DOCUMENT TEXT
Practical Session 9: The relation between two time series

Session inject

Seasonal mortality is associated with varying temperatures. To explore this relationship from a time series perspective, mortality and temperature data from Aragón, an Autonomous Community in Spain, will be employed. For this exercise, you are tasked with understanding how temperatures affect mortality, and asses whether this effect is the same across the entire year or seasonal effects can be isolated.

Expected learning outcomes

By the end of this session, participants should be able to:

Assess and interpret associations with external variables
Identify and interpret effect modification between external variables and the outcome variable in surveillance data

Source code

9.1 - Asses the effect of external variables

Objective: Using the aragon dataset, assess the effect of ambient temperature (using average weekly maximum temperature) on mortality in the autonomous community of Aragón. Is this effect uniform throughout the year?

Visualize mortality and temperatures in Aragón

Open the dataset aragon.csv. There you will find mean maximum temperature and mortality data for the autonomous community of Aragon by week.

Show the code

aragon <- import(here("data", "aragon.csv"))

Convert the data to a time series object (aragon_ts) and plot both temperature and mortality variables using ggplot and patchwork to join both plots together

Show the code

# Create ts dataframe with yearweek index
aragon_ts <- aragon %>% 
  mutate(
    year_week = make_yearweek(year = year, week = week),
    index = seq.int(from = 1, to = nrow(aragon))
  ) %>% 
  as_tsibble(index = index)

# Temperature plot   
aragon_ts_tmax_plot <- ggplot(data = aragon_ts) +
  geom_point(mapping = aes(x = year_week, y = tmax), colour = "blue", alpha = 0.5) +
  scale_y_continuous(limits = c(0, NA)) +
  scale_x_yearweek(date_labels = "%Y-%W", 
                   date_breaks = "1 year") +
  labs(x = "Week", 
       y = "Maximum Temperature") +
  tsa_theme

# Mortality plot
aragon_ts_cases_plot <- ggplot(data = aragon_ts) +
  geom_point(mapping = aes(x = year_week, y = cases), colour = "green", alpha = 0.5) +
  scale_y_continuous(limits = c(0, NA)) +
  scale_x_yearweek(date_labels = "%Y-%W", 
                   date_breaks = "1 year") +
  labs(x = "Week", 
       y = "Weekly case counts") +
  tsa_theme

# Using patchwork to join the two plots
# The "/" determines an above/below display
aragon_ts_two_plot <- (aragon_ts_tmax_plot / aragon_ts_cases_plot)

PARTS OF THE EXERCISE
A) In the practical session on temperature and mortality in Aragón, what measure is used for ambient temperature?
B) Continue the practical session on temperature and mortality in Aragón from the point where it stops.

DATASET CONTENT
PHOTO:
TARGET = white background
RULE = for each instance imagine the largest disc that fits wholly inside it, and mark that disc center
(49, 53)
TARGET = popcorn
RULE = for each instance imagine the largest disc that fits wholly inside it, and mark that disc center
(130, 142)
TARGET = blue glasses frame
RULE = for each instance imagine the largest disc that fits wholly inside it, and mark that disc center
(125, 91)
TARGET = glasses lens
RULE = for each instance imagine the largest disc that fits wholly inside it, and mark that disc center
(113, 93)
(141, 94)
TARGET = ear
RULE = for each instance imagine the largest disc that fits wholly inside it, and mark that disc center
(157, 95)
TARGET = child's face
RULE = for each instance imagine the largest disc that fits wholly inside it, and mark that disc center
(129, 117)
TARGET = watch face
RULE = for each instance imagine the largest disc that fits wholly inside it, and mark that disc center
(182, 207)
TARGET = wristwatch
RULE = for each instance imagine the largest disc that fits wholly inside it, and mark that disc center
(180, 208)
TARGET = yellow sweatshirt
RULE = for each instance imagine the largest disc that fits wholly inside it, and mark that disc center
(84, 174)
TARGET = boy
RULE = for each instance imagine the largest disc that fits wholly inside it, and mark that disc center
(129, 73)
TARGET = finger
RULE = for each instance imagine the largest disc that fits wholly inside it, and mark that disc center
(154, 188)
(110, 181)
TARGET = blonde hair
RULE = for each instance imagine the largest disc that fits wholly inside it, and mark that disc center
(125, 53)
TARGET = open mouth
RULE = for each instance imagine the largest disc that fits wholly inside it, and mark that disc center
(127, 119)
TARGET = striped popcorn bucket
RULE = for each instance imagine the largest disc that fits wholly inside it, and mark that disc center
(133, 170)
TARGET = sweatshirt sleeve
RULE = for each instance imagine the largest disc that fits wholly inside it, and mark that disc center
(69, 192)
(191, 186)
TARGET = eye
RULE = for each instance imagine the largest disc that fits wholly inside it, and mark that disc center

ANSWERS PER TASK
A) Average weekly maximum temperature.

B)
aragon_ts_two_plot

Generate variables for sine and cosine for annual oscillation.

Show the code

aragon_ts <- aragon_ts %>% 
  mutate(sin52 = sin(2 * pi * date / 52),
         cos52 = cos(2 * pi * date / 52))

Fit a poisson regression model with a simple trend to the weekly number of deaths, accounting for seasonality.

Show the code

aragmodel1 <- glm(cases ~ index + sin52 + cos52,
                           family = "poisson",
                           data = aragon_ts)

Plot the predicted weekly number of deaths.

Show the code

ggplot(data = aragon_ts) +
  geom_point(mapping = aes(x = year_week, y = cases), alpha = 0.2) +
  geom_line(mapping = aes(x = year_week, y = aragmodel1$fitted.values), 
            colour = "darkorange", 
            alpha = 0.7, 
            lwd = 1.5) +
  scale_y_continuous(limits = c(0, NA)) +
  scale_x_yearweek(date_labels = "%Y-%W", 
                   date_breaks = "1 year") +
  labs(x = "Week", 
       y = "Weekly case counts", 
       title = "Cases with fitted trend") +
  tsa_theme

Discuss how your base model fits the original data.

Differential effect of temperatures during the year

When you plotted the weekly number of deaths in Aragon, perhaps you noticed that mortality peaks in winter; however, there are smaller peaks during the summer, too. You can account for that in two different ways:

Include two sine/cosine functions in the model (one for 52-week cycles and one for 26-week cycles)
Explore temperature as an explanatory variable for these two peaks. We can also take into account the fact that temperature might be behaving differently as a risk factor in winter than it does in summer (sign of effect modification?)

First, you need to create a new winter variable, defined as the time between weeks 49 and 8:

Show the code

aragon_ts <- aragon_ts %>% 
    mutate(winter = (week >= 49 | week <= 8))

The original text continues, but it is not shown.